Ashok Mansukhani, president, MSO Alliance, calls the TRAI order "completely baseless and unfair". He explains that MSOs will have to spend heavily on encryption and increasing capacity.
"Unlike overseas, boadcasters don't share ad revenues with MSOs. Providing 500 channels is a tough call for small and independent operators," he retorted.
Presenting the broacasters' views, KVL Narayana Rao, director, Indian Broadcasting Federation (IBF), says that the carriage fee will severely burden news broadcasters.
"Broadcasters will no be unable to set aside funds for business development and content generation." Rao adds that the broadcasters were assured that the carriage fee would be removed and says that the association has appealed to TRAI and the government to reconsider the order.
Amidst both parties venting ire on the TRAI order, DTH representative
RC Venkateish, CEO, Dish TV maintained a positive note. He said that TRAI had struck a balanced note and was extremely fair. "I don't see any reason for why all this hullabaloo is being made."
Below is the edited transcript of the discussion. Also watch the accompanying videos.
Q: What is your view on concerns by News Broadcaster’s Associations about TRAI order?

#### Data
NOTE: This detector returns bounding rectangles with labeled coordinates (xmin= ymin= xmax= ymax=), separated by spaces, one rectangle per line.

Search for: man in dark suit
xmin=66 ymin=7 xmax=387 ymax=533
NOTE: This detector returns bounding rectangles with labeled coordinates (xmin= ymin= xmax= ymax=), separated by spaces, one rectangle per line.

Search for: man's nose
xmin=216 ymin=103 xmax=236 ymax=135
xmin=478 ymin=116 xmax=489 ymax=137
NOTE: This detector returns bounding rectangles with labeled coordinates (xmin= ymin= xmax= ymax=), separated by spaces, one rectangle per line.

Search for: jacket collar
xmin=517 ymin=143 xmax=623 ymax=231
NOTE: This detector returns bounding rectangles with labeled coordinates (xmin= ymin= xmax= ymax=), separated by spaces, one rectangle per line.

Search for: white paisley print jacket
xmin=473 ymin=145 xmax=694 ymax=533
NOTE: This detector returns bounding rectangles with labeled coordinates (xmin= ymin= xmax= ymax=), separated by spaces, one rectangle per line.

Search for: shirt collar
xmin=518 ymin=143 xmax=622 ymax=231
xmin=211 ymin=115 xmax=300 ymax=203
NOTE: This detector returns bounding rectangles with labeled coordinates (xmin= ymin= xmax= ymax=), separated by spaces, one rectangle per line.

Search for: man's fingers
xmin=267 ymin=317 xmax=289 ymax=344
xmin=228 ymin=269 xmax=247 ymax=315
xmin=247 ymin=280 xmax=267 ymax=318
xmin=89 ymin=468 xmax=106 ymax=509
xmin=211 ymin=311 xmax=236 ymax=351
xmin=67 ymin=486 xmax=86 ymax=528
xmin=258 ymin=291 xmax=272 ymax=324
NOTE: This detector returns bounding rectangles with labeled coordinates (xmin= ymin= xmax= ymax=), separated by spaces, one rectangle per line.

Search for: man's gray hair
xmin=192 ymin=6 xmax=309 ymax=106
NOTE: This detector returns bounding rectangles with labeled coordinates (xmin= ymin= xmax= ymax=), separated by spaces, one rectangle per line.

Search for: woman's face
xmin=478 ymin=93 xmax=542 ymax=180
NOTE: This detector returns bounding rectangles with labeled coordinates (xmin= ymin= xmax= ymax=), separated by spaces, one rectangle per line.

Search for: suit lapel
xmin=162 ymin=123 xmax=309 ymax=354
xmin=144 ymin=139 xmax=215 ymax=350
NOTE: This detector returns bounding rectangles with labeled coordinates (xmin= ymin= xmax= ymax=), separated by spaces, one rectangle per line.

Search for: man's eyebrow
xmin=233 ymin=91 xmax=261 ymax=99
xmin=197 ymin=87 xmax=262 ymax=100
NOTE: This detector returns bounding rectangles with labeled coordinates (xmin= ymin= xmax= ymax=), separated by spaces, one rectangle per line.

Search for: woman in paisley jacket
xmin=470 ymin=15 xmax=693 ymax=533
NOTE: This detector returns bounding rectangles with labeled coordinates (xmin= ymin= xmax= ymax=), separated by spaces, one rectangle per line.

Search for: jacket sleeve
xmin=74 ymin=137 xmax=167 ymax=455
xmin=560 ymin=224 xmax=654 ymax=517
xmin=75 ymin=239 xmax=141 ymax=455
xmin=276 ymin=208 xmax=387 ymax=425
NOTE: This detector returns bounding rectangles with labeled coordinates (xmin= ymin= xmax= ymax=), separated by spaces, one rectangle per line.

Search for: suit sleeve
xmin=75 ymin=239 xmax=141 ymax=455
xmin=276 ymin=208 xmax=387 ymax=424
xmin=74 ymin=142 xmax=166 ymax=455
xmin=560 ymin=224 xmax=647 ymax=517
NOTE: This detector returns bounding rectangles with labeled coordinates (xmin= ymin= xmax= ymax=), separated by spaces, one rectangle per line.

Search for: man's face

#### Brief
In the excerpt about the TRAI order, what does Ashok Mansukhani say MSOs will have to spend heavily on?

#### Exercise output
Encryption and increasing capacity.